_Text_
▬▬▬▬▬▬

We have learned once again that a strong corporate governance culture can play a key role in achieving necessary and beneficial risk taking while also minimizing potential detrimental effects to financial stability.

. . .

Specifically, four factors distinguished those firms that fared better than the rest:

  • effective firm-wide risk identification and analysis;
  • consistent application of independent and rigorous valuation practices across the firm;
  • efficient management of capital, liquidity, and the balance sheet; and
  • informative and responsive risk measurement and reporting.

Referencing a recent report by the Senior Supervisors Group, Commissioner Casey remarked that well governed firms managed risk better by instilling a culture of healthy skepticism throughout the organization, and are more nimble at reacting to unexpected or changing risks. 

Well-governed firms generally did a better job of sharing quantitative and qualitative information effectively across the organization, from the senior management team down through the control functions.

▬▬▬▬▬▬

_What you will do_
(a) Reproduce part of the corporate governance text, beginning at the words "Referencing a recent" and stopping after "the control functions.".
(b) In the corporate governance text, whose recent report did Commissioner Casey reference?
(c) Please extend the corporate governance text with the next part, picking up after its final sentence.

_Provided records_

▬▬▬▬▬▬

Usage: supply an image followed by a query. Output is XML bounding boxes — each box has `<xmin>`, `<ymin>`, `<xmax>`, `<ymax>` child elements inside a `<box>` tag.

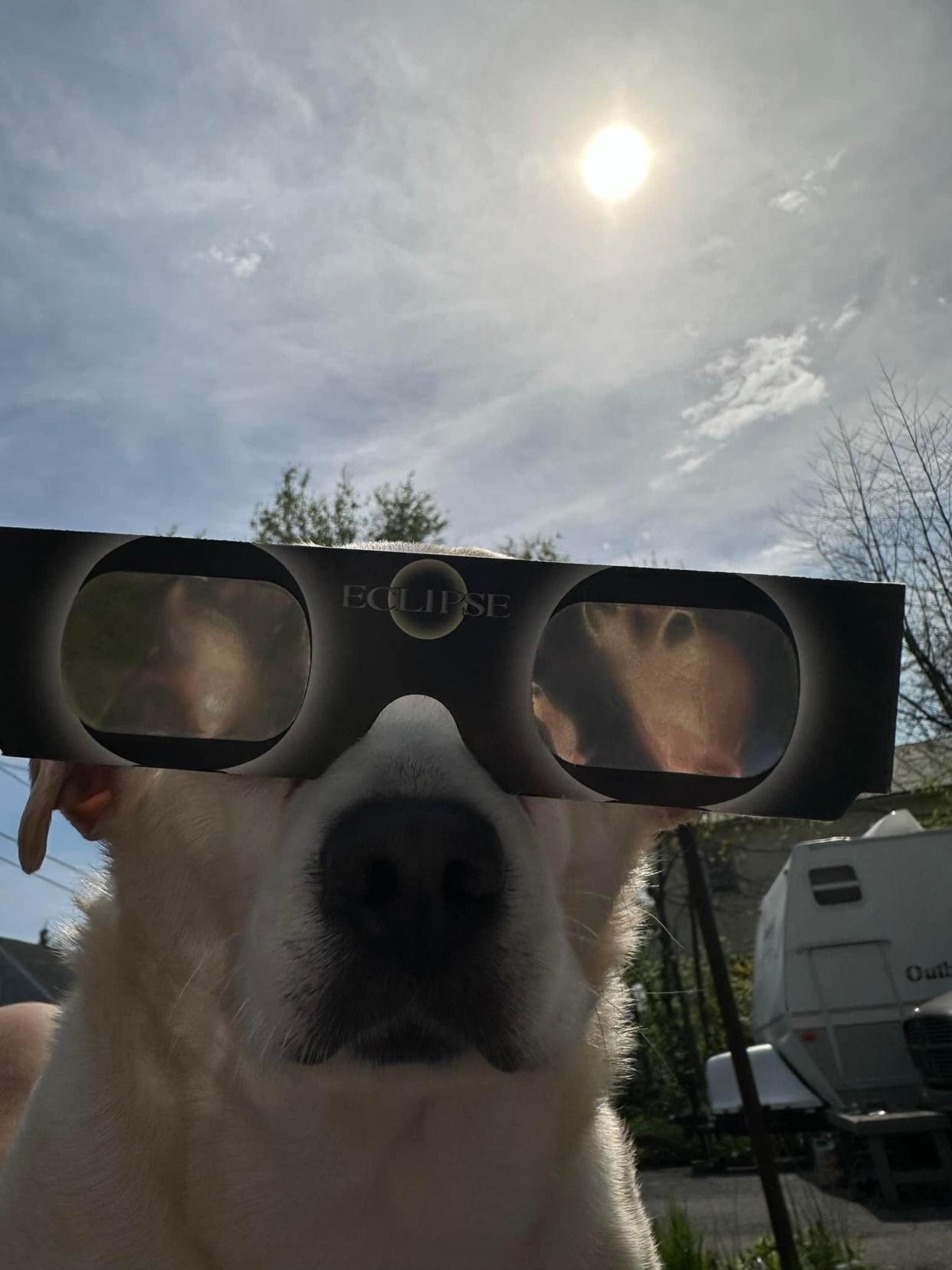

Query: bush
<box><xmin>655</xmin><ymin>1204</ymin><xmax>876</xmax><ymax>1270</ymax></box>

▬▬▬▬▬▬

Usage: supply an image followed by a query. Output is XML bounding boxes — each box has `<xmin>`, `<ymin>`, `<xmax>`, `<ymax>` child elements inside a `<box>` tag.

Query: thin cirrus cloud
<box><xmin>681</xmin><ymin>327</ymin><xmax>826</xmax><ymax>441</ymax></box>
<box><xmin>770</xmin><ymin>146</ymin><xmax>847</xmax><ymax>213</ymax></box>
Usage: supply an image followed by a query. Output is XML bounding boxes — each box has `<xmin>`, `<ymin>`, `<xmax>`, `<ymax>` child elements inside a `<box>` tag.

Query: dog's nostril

▬▬▬▬▬▬

_Exercise results_
(a)
Referencing a recent report by the Senior Supervisors Group, Commissioner Casey remarked that well governed firms managed risk better by instilling a culture of healthy skepticism throughout the organization, and are more nimble at reacting to unexpected or changing risks. 

Well-governed firms generally did a better job of sharing quantitative and qualitative information effectively across the organization, from the senior management team down through the control functions.

(b) The Senior Supervisors Group's.

(c)
Perhaps as a consequence of creating an active cross-disciplinary oversight of risk factors, these firms were skeptical of rating agencies’ evaluations of complex structured financial products and relied instead on in-house expertise to execute rigorous internal valuation processes.

And unlike some competitors that were caught unprepared, they also were able to prevent the morphing of risk from forms that were readily measured and controlled into less easily governed forms, such as credit exposure to monoline insurers and liquidity risk from off-balance sheet vehicles.

Commissioner Casey also stressed the importance of strong independent leadership to effective and robust risk management and sound decision making.

Equally important was an effective risk-control function that requires an independent and strong voice within the firm in both the reporting as well as the decision-making context.